In his mind, the photos are all linked, and they are all documentary. Through his penetrating black and white photos, he shows the pure, hard life of the semi-nomads who guide their herds through the landscape. He wanted to experience what it's like to live as close to nature as possible, because he has the impression that we have forgotten how to do that. In Belgium once an inch of snow falls, the country comes to a standstill. What feeling does Buyckx hope to create? He investigates how humans and animals live together, to what extent they are dependent on each other and how they deal with the relentless force of nature. In Kyrgyzstan he went up the mountains with men on horseback at minus 20 degrees celsius fighting against wind, ice and snow, and if he didn't follow their advice, he wouldn't survive. Winter exposes the herders to icy cold and harsh living conditions. With knowledge that is passed on from generation to generation, they keep themselves and their livestock standing in this inhospitable landscape. They live day-in, day-out with their animals. Buyckx inimitably depicts the emotional bond that the shepherds have with their horses, which are indispensable in their daily life. Those animals are part of every aspect of their lives. It is crucial to herd their animals in the mountains and the horse is also indispensable for its milk and meat. The Kyrgyz use them to go up into the mountains to herd their flocks, to transport them to town and they like to spend their leisure time on the back of a horse and they often play games in which horsemanship dominates all competitions, like Kok Boru — a sport in which horse-mounted players attempt to place a sheep carcass in a goal. That power of nature and the respect that those people muster, was mainly what he was looking for.

According to certain mythologies, the wolf guides people in their journey of self-discovery. Lonely yet powerful, the predator exhibits both beauty and danger. Just like the unspoiled nature of the Kyrgyz plateaus where they roam, and Frederik Buyckx shot his series. In winter the Kurgyz shepherds live quite isolated in farms in the mountains, about half a day away from the village. There’s no electricity or running water. In summer, when the snow melts, they do a two-day-trek with all their animals to the grazing plains where they live in yurts and let their sheep roam during the day. The shepherds keep yaks too, and they are freer. They are checked on every few days with binoculars. One night about 500 meters from where Buyckx and the shepherds slept, a yak was eaten by wolves. Buyckx felt uneasy quite some times. Once he was walking alone and the weather suddenly changed. He couldn’t see a thing anymore. "In moments like that you’re painfully conscious of the risk you’re taking. I like that feeling." One summer evening they were doing a trek for two weeks and they had to sleep in a valley notorious for its wolf population. As they were at a height of about 3000 meters, there was no vegetation. To repel the wolves, they had to make a fire with dried cow patties they found at an abandoned farm nearby.

Data excerpts:
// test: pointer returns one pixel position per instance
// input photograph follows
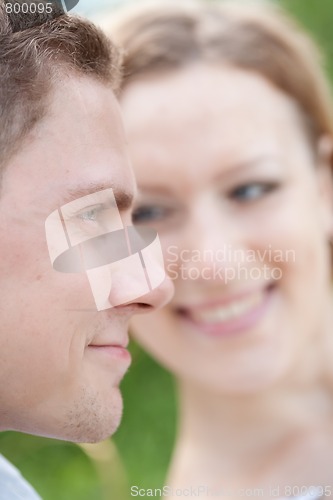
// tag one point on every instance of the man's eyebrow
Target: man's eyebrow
(124, 199)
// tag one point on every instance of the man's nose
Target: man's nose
(138, 278)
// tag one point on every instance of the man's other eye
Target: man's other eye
(252, 191)
(150, 213)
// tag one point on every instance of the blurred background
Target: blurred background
(140, 451)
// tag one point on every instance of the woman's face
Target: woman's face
(242, 206)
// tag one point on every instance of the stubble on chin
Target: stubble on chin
(91, 418)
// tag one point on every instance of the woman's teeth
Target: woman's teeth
(228, 312)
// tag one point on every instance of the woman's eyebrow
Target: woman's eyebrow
(243, 165)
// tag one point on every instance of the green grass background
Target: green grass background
(140, 451)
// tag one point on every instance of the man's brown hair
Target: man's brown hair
(36, 50)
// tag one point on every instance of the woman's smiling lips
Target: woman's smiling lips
(234, 314)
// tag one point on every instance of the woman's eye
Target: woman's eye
(146, 213)
(253, 191)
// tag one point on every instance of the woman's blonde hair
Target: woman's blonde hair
(254, 36)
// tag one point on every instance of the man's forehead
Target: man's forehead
(124, 195)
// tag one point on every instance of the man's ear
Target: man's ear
(325, 181)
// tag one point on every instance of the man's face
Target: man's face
(61, 359)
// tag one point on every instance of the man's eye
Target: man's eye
(146, 213)
(90, 215)
(252, 191)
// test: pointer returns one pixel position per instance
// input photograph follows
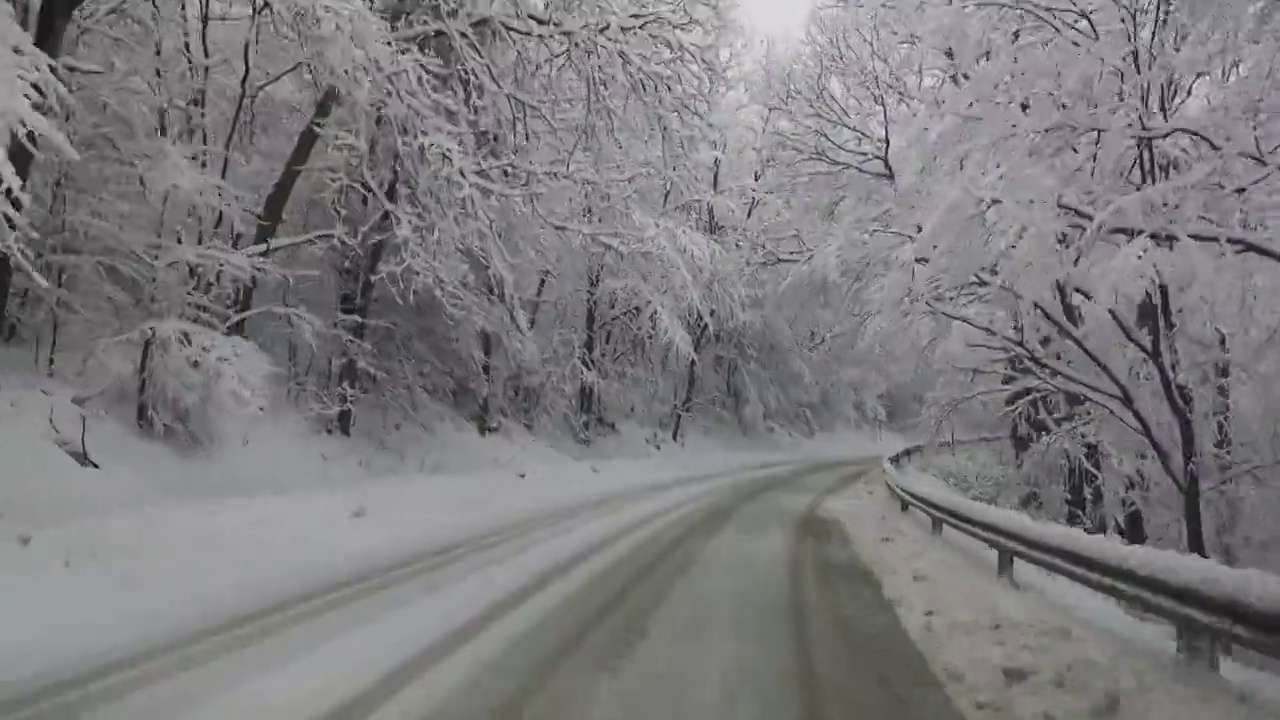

To do:
[1] Answer these questions using the text on Frederik Buyckx's photographs of Kyrgyz herders:
(a) What temperature did Buyckx face when he went up the mountains with men on horseback?
(b) How long is the summer trek the shepherds make with their animals to the grazing plains?
(c) What did the group burn to keep the wolves away in the valley, and where did they find it?
[2] Extend the text on Frederik Buyckx's photographs of Kyrgyz herders, picking up after its final sentence.

In response:
[1]
(a) Minus 20 degrees Celsius.
(b) Two days.
(c) Dried cow patties, which they found at a nearby abandoned farm.

[2]
During those mountain tours, the photographer also came across impressive landscapes, but that never happened, had he not first moved in with those people for a week or two. That also makes those landscapes documentary for him. That, and the fact that they are the result of a personal search. The urge to experience those things for himself was just as great as the urge to document them.

"Nothing ever felt more intense then being caught by beauty and anxiety at the same time." — Frederik Buyckx
Horse Head
"Buyckx's work returns to the essence of looking at photography. A landscape is often overlooked but is central to our existence." — Zelda Cheatle, chair of judges at the Sony World Photography Awards

Sheep, yaks and riders are just dots in the vast, overwhelming nature. In Buyckx's photographs, you can almost feel the wind cut through your skin as you journey by horse through the snow-covered landscape. Everything makes you feel that he is not only there to take pictures, but that he has a genuine sense of empathy. If you want to experience the feeling from the comfort of your couch, be sure to order his beautifully designed book, Horse Head, published by Hannibal Books. Different paper thicknesses have been used in a very thoughtful way and the book also shows all photos as large as possible without a fold in the middle. For this you have to turn the book a quarter turn. Highly recommended!

In this short video, Frederik Buyckx, tells about the start of his project WOLF.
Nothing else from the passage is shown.